_WORK ITEM:_
The expected answer is every line from the material below that has the word "mode".

_SUPPLIED MATERIAL:_
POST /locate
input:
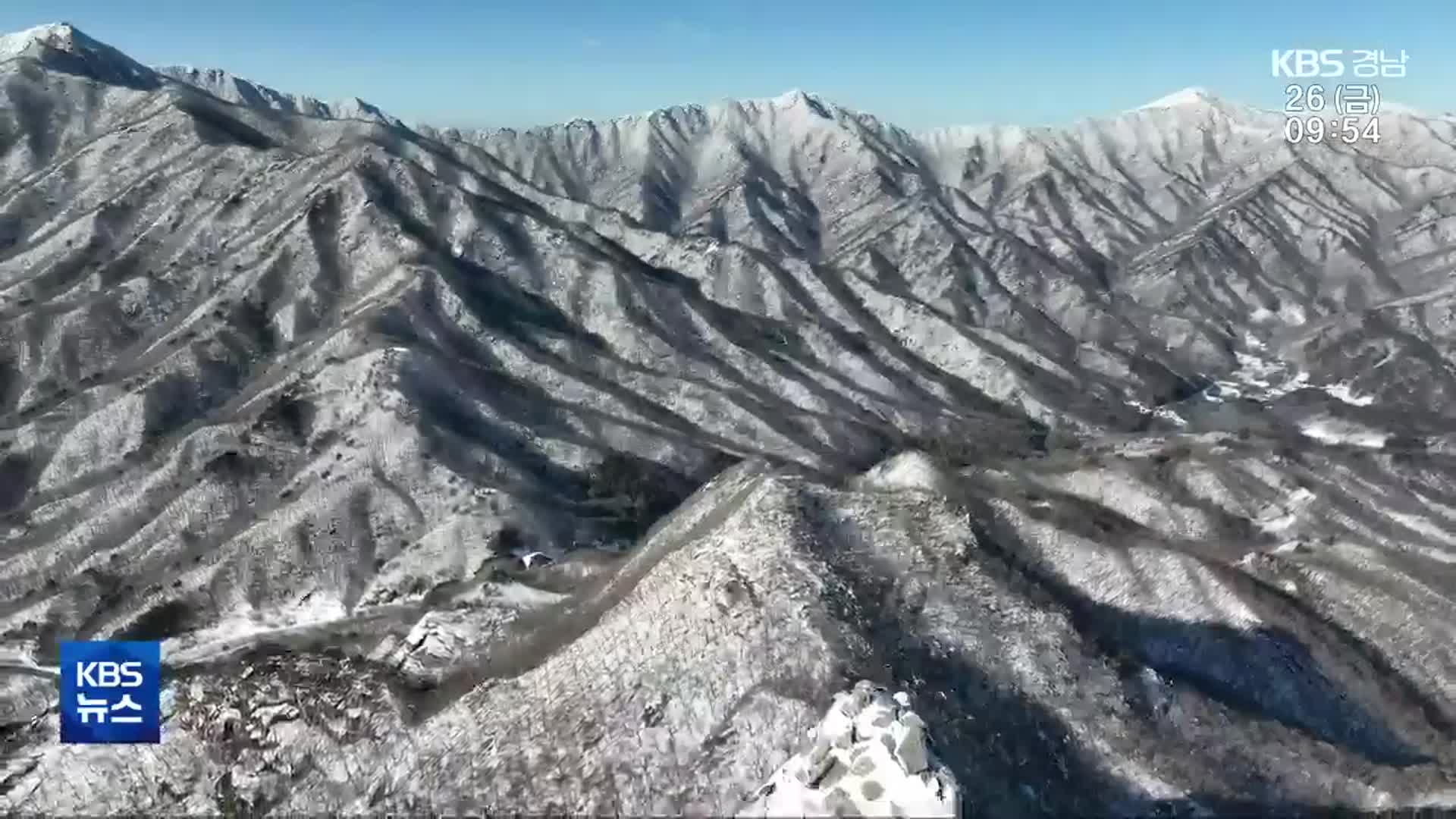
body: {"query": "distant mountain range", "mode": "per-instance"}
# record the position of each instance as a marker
(1125, 450)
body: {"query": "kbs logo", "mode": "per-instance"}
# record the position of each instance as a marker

_TASK SOLUTION:_
body: {"query": "distant mountain range", "mode": "per-instance"}
body: {"query": "kbs logo", "mode": "per-instance"}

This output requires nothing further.